#### [TEXTAUSZUG]
· · ·

# aktive Internetverbindung ermitteln



## andy_y (12. Sep 2007)

Hallo,
ist es allein in Java machbar, zu ermitteln, ob eine Verbindung zum Internet besteht oder nicht??
Die einzige Möglichkeit, die mir jetzt einfallen würde, wäre zu versuchen, die Verbindung zu einer beliebigen Seite herzustellen. Aber ich möchte das eigentlich nicht so machen. Zum einen weil es nicht immer heissen muss, dass keine Internetverbindung besteht, nur weil der Server der Seite nicht erreichbar war. Zum anderen interessiert's mich auch mal.

Wär schön wenn mir jemand helfen kann...
Danke im Voraus...


----------



## Ullenboom (12. Sep 2007)

Hi,

wenn der Rechner über einen Einwahlrouter geht, ist es schwieriger. Wenn der Rechner selbst die (Einwahl-)Verbindung herstellt, kannst du einfach schauen, ob der Rechner "eine zweite IP-Adresse" hat. Rufe einmal ipconfig mit und ohne Verbindung, dann kannst du einen Unterschied sehen. Jetzt musst du nur noch aus einem Java-Programm ipconfig aufrufen und das Ergebnis parsen.

 Christian


----------



## tuxedo (12. Sep 2007)

Naja, zum einen kannst du checken ob verlässliche webseiten ereichbar sind (google.de, sun.com, ...), zum anderen kannst du schauen ob du Hostnamen in IP-Adressen auflösen kannst. 

Wenn du aber google.de erreichst, hat auch die Auflösung des Hostnamens geklappt. 

Da von Netzwerk zu Netzwerk die Internetverbindung anders aussieht und auch anders aufgebaut wird, gibt es wohl keine Einheitliche Methode (außer prüfen ob du seiten im Internet erreichen kannst) um festzustellen ob du gerade online bist.

- Alex


----------



## HoaX (12. Sep 2007)

Ullenboom hat gesagt.:
			
		

> Hi,
> 
> wenn der Rechner über einen Einwahlrouter geht, ist es schwieriger. Wenn der Rechner selbst die (Einwahl-)Verbindung herstellt, kannst du einfach schauen, ob der Rechner "eine zweite IP-Adresse" hat. Rufe einmal ipconfig mit und ohne Verbindung, dann kannst du einen Unterschied sehen. Jetzt musst du nur noch aus einem Java-Programm ipconfig aufrufen und das Ergebnis parsen.
> 
> Christian



was wenn der rechner noch in einem zweiten netz ist (lan und wlan)? wenn der rechner über firewire verfügt? was wenn es auf dem rechner kein ipconfig gibt (linux,...)?

· · ·

#### [DATENSATZAUSZÜGE]
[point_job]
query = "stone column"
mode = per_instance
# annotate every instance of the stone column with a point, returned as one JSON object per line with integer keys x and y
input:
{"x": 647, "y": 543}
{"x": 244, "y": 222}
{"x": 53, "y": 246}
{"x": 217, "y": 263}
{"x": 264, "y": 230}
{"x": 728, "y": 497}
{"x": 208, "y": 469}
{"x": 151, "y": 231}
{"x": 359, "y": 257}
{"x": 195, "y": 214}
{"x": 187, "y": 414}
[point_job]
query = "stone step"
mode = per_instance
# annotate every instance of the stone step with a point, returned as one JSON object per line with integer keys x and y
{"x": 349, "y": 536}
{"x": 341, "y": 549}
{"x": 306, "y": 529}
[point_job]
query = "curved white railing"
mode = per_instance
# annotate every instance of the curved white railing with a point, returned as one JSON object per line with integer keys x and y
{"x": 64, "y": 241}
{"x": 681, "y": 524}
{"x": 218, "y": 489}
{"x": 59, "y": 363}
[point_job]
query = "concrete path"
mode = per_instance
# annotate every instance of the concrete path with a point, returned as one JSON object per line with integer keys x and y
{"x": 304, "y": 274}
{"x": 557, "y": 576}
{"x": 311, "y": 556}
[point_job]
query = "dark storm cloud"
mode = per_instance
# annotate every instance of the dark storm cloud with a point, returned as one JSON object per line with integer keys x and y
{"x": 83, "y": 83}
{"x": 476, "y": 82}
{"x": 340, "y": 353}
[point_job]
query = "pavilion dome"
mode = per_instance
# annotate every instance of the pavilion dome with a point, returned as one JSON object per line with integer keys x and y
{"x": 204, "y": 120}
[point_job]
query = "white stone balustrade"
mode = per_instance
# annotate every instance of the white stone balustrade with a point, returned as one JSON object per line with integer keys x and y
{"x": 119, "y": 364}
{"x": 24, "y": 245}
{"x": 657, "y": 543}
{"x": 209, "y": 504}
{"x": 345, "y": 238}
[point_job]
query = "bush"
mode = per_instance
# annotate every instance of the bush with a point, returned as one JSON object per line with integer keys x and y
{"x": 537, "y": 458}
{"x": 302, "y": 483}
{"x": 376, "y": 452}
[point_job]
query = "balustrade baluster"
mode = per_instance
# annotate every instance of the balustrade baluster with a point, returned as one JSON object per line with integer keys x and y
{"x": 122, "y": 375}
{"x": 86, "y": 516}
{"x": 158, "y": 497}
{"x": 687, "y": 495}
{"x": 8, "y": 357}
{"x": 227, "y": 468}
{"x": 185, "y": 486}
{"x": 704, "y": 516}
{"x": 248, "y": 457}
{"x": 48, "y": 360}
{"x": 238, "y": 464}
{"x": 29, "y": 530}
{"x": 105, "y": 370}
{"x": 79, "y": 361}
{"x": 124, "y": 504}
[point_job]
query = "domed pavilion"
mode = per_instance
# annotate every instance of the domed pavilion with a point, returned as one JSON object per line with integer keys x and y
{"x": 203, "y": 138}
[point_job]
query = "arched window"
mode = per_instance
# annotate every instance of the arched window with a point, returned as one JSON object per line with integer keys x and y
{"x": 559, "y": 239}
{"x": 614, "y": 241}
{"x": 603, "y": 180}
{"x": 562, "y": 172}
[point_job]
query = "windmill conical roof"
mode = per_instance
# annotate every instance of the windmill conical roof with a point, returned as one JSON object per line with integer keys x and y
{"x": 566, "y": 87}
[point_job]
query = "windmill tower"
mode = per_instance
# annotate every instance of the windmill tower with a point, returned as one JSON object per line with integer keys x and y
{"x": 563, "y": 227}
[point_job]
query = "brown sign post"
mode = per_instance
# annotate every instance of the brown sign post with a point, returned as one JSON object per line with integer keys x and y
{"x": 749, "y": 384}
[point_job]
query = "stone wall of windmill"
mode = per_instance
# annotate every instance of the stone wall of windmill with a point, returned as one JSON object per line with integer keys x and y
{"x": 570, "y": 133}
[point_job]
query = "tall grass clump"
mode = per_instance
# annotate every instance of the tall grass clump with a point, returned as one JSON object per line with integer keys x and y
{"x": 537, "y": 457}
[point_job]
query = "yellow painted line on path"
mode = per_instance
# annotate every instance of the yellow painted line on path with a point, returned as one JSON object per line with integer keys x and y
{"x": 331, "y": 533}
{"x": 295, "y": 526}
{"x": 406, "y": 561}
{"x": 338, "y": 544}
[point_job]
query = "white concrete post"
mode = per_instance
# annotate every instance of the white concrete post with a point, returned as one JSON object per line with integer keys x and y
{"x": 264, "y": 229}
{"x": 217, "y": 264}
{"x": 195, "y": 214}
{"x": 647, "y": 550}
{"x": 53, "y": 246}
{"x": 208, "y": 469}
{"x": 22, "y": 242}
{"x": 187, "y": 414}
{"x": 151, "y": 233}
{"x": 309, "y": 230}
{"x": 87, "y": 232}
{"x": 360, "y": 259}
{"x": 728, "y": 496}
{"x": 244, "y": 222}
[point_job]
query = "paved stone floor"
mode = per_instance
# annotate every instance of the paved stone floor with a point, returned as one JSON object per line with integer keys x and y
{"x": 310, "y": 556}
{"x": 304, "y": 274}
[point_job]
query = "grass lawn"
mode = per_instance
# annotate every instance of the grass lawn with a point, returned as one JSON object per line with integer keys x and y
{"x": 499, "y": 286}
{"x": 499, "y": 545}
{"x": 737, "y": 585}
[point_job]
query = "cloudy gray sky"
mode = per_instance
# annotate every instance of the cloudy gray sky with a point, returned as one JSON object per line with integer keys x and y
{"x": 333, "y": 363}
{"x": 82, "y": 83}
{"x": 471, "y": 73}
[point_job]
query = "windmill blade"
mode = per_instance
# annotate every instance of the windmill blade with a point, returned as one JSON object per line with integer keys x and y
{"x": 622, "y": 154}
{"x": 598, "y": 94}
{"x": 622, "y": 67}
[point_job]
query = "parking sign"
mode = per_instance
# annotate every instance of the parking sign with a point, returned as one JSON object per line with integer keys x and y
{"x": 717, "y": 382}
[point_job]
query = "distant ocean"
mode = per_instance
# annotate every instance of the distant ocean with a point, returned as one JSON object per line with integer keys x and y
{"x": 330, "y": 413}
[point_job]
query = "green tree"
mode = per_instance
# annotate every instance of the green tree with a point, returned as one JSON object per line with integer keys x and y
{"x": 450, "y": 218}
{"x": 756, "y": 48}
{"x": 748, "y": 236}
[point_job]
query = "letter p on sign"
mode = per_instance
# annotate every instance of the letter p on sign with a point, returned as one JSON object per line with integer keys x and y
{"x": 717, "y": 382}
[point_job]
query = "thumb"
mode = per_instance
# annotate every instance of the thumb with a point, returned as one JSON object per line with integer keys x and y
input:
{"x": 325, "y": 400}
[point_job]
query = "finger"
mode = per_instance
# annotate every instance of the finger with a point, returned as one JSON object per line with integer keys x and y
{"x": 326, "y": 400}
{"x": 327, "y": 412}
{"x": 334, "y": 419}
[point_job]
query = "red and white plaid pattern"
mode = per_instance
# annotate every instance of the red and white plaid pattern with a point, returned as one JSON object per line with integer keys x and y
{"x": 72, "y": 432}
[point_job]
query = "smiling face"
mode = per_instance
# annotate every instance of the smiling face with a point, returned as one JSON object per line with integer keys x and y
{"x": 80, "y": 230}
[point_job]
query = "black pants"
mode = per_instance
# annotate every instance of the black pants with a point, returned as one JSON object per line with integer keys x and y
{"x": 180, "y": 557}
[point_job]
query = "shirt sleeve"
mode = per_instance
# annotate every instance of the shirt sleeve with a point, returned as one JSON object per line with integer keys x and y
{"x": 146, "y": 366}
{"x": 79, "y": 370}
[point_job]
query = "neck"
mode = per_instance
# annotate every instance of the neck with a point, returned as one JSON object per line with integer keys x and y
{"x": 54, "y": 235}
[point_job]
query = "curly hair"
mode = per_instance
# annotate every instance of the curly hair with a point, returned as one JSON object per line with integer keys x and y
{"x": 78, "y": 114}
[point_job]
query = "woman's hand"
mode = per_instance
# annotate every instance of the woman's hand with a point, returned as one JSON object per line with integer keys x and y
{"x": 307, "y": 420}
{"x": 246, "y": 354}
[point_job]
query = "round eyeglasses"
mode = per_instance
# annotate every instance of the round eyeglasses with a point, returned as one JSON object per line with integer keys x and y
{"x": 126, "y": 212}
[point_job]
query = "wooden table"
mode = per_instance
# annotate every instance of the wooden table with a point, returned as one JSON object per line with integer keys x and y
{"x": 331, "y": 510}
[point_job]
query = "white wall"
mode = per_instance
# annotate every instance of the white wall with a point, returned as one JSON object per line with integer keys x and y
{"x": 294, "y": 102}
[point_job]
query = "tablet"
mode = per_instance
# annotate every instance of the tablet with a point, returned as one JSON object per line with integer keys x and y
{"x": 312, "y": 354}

· · ·

#### [AUFGABE]
Bitte schreibe den Forumsthread über das Ermitteln einer aktiven Internetverbindung im Anschluss an seinen letzten Satz weiter. Die Zeilen werden hierfür nicht gebraucht.

#### [ANTWORT SIEHE UNTEN]
				andy_y hat gesagt.:
			
		

> Die einzige Möglichkeit, die mir jetzt einfallen würde, wäre zu versuchen, die Verbindung zu einer beliebigen Seite herzustellen. Aber ich möchte das eigentlich nicht so machen. Zum einen weil es nicht immer heissen muss, dass keine Internetverbindung besteht, nur weil der Server der Seite nicht erreichbar war. Zum anderen interessiert's mich auch mal.



was wenn beim zugriff auf eine seite automatisch eine verbindung erstellt wird?


eine wirklich sichere lösung zum bestimmen gibt es nicht.


----------



## andy_y (13. Sep 2007)

Hallo,
vielen Dank für die schnellen Antworten.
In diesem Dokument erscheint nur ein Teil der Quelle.